Given text:
┄┄┄┄┄┄┄┄┄┄┄┄┄┄┄┄┄┄┄┄

LSTMCell and Teacher Forcing

I’m fairly new to PyTorch and I’m trying to design an 18 node LSTM using LSTMCell with Teacher Forcing. I have quite a few difficulties.

Here’s my model:

class tryLSTM(nn.moduleList):
    def __init__(self, input_size, hidden_size, batch_size):
        super(tryLSTM, self).__init__()

       self.input_size = input_size
       self.hidden_size = hidden_size
       self.batch_size = batch_size

       self.lstm0 = nn.LSTMCell(input_size, hidden_size, bias=True)
       self.lstm1 = nn.LSTMCell(input_size, hidden_size, bias=True)
       self.lstm2 = nn.LSTMCell(input_size, hidden_size, bias=True) 
       self.lstm17 = nn.LSTMCell(input_size, hidden_size, bias=True)
   def init_hidden(self):
       # initialize the hidden state and the cell state to zeros
       hidden = torch.zeros(self.batch_size, self.hidden_size)
       cell = torch.zeros(self.batch_size, self.hidden_size)
           return hidden, cell
   def forward(self, x, hc):
       out = []
       h_0, c_0 = hc

       h_1, c_1 = self.lstm1(x[0], h_0, c_0)
       out[0] = h_1

       h_2, c_2 = self.lstm2(x[1], h_1, c_1)
       out[1] = h_2
       h_17, c_17 = self.lstm17(x[16], h_16, c_16)
       out[16] = h_17

model = tryLSTM(input_size=128, hidden_size=128, batch_size=18)

if gpu: model.cuda()

optimizer = optim.Adam(model.parameters(), lr=0.0001)

criterion = nn.BCELoss(weight=None, reduction='mean')

here’s the training loop:

def train(epoch):
# initialize hidden and cell state
hc = model.init_hidden()
for batch_idx, (data, target) in enumerate(train_loader):
    # Zero out the gradients
    target = data[1:]
    # Put data on GPU
    if gpu:
        data = data.cuda()

┄┄┄┄┄┄┄┄┄┄┄┄┄┄┄┄┄┄┄┄

Material provided:
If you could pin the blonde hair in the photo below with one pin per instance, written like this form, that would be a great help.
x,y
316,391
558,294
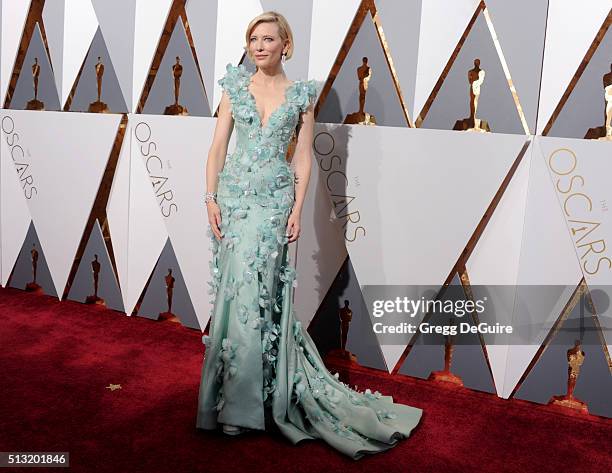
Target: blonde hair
x,y
284,30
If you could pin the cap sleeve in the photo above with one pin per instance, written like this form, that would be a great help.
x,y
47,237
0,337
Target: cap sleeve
x,y
305,94
235,82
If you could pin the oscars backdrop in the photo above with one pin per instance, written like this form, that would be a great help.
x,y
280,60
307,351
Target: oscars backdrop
x,y
461,147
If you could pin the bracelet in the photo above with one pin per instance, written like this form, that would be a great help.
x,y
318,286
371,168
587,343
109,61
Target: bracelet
x,y
210,197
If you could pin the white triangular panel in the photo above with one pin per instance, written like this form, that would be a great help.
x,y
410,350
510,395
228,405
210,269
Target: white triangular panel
x,y
549,271
14,213
117,212
178,144
589,202
70,26
66,154
14,14
392,354
202,18
570,31
117,19
151,16
320,249
53,18
147,231
495,261
330,24
430,199
442,24
233,16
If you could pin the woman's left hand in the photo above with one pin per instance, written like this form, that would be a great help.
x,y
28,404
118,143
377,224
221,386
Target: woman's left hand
x,y
293,226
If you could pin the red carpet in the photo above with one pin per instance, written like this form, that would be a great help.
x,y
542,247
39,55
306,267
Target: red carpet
x,y
58,357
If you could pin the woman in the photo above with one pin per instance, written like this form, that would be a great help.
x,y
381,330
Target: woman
x,y
261,367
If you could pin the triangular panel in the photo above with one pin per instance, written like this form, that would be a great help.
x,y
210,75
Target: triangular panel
x,y
495,104
570,31
381,100
65,155
86,90
24,89
96,265
442,25
14,14
191,93
31,257
167,290
14,213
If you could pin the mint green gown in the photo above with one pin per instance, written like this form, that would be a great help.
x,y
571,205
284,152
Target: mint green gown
x,y
260,365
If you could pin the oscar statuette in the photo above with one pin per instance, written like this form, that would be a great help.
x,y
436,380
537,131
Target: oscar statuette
x,y
98,106
604,133
476,77
446,375
35,104
364,73
342,355
175,108
168,315
575,359
33,286
95,271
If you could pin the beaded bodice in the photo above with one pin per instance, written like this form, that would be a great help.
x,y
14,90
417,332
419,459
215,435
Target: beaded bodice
x,y
258,169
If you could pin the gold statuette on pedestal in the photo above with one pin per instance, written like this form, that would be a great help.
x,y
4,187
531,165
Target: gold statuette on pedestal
x,y
342,355
175,108
476,77
604,133
33,285
575,359
95,271
35,104
364,73
170,280
98,106
446,375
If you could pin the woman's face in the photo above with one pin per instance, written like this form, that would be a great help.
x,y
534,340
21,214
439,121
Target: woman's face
x,y
265,45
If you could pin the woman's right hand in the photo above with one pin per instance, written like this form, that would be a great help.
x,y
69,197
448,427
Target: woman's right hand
x,y
214,218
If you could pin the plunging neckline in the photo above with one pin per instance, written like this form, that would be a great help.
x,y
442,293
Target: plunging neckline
x,y
256,110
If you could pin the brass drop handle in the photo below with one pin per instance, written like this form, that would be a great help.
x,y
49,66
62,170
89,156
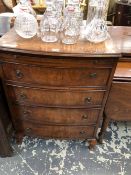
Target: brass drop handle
x,y
84,117
26,113
19,74
28,130
82,132
88,100
23,96
93,75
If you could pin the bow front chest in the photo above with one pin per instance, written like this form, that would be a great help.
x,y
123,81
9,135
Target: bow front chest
x,y
56,90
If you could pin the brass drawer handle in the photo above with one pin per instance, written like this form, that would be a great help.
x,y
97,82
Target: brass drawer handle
x,y
23,96
82,132
93,75
26,113
28,130
84,117
88,100
19,74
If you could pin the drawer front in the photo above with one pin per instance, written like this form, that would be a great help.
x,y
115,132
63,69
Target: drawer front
x,y
71,97
76,132
56,76
56,115
58,61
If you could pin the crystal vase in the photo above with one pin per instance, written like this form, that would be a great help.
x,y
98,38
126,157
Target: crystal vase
x,y
96,30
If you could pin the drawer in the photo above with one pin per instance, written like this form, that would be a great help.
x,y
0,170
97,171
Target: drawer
x,y
72,132
69,116
56,76
56,61
67,97
118,106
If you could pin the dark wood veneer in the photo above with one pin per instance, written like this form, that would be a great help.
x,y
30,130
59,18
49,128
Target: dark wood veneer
x,y
56,90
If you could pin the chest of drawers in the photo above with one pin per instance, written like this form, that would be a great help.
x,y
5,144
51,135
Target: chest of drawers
x,y
56,95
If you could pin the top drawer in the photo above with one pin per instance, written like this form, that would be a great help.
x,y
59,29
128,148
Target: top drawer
x,y
52,76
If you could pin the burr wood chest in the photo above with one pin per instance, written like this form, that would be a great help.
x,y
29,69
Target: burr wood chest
x,y
56,90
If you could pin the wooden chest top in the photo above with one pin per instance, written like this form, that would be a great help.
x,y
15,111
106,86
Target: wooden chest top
x,y
12,42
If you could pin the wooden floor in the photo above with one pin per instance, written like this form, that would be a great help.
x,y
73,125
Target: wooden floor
x,y
55,157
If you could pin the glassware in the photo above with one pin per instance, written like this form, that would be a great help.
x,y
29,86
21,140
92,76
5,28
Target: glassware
x,y
26,24
71,23
97,31
91,10
49,25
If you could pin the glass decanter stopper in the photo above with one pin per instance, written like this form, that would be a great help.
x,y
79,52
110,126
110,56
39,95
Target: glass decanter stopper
x,y
97,31
49,26
26,23
71,23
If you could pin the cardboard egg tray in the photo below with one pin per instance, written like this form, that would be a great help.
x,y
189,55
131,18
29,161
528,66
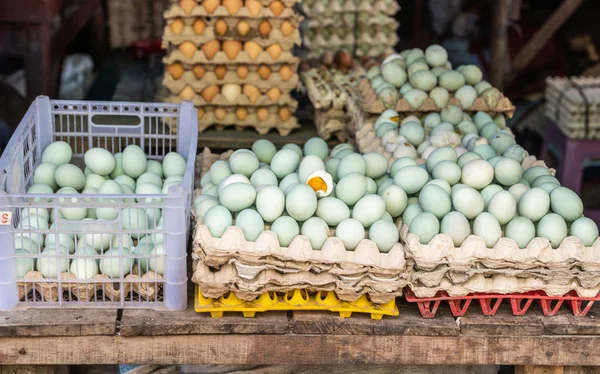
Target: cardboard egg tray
x,y
567,108
197,10
371,104
242,100
287,42
210,78
82,291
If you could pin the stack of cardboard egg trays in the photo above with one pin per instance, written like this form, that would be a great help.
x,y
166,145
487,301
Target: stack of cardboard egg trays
x,y
566,106
249,269
329,91
367,25
200,71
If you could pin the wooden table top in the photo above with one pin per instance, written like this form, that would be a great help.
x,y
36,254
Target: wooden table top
x,y
65,337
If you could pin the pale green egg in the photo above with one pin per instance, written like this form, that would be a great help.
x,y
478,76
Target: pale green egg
x,y
317,231
263,177
134,161
467,201
400,163
251,223
57,153
68,175
286,229
487,227
425,225
521,230
384,234
217,219
44,174
99,161
508,171
317,147
351,232
533,172
552,227
434,199
566,203
284,162
332,210
264,150
308,165
534,204
351,188
368,209
411,179
270,202
237,196
448,171
301,202
502,206
150,178
456,225
585,229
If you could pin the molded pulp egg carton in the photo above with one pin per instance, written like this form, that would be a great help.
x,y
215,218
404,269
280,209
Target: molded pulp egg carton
x,y
80,123
567,108
252,266
474,268
371,104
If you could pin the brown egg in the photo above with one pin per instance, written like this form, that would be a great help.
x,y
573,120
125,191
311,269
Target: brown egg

┄┄┄┄┄┄┄┄┄┄┄┄┄┄┄┄┄┄┄┄

Instructions:
1/ In the LSTM teacher forcing post, what learning rate is passed to the Adam optimizer?
2/ Please reproduce the part of the LSTM teacher forcing post that begins at the words "here’s the training" and stops after "data = data.cuda()".
3/ Carry on the LSTM teacher forcing post from its final line.

Answers in order:
1/ 0.0001

2/
here’s the training loop:

def train(epoch):
# initialize hidden and cell state
hc = model.init_hidden()
for batch_idx, (data, target) in enumerate(train_loader):
    # Zero out the gradients
    target = data[1:]
    # Put data on GPU
    if gpu:
        data = data.cuda()

3/
        target = target.cuda()
    # Get outputs of LSTM
    output = model(data, hc)
    # Calculate loss
    loss = criterion(output, target)
    # Calculate gradients
    # Update model parameters

Q.1I’m getting the following error:
TypeError: forward() takes from 2 to 3 positional arguments but 4 were given

I’m not sure if this is the correct way to build what I want.
My mini batch is X(18,3,128,128) These are 18 images. What I want to achieve is as follows:
The 1st cells input is x[0] and output h_1 should be similar to x[1].
2nd cells input is x[1] and h_1 and output h_2 should be similar to x[2]
and so on.
I believe the forward pass is run once for each image in the mini batch. So for a mini batch containing 18 images the forward defined above will run 18 times? That is not desired at all. What I want to do is run it once per mini batch but I need to pass in all 18 images as I’m using teacher forcing.
What am I doing wrong? Is there a better way to build this architecture?

Please help, Thanks!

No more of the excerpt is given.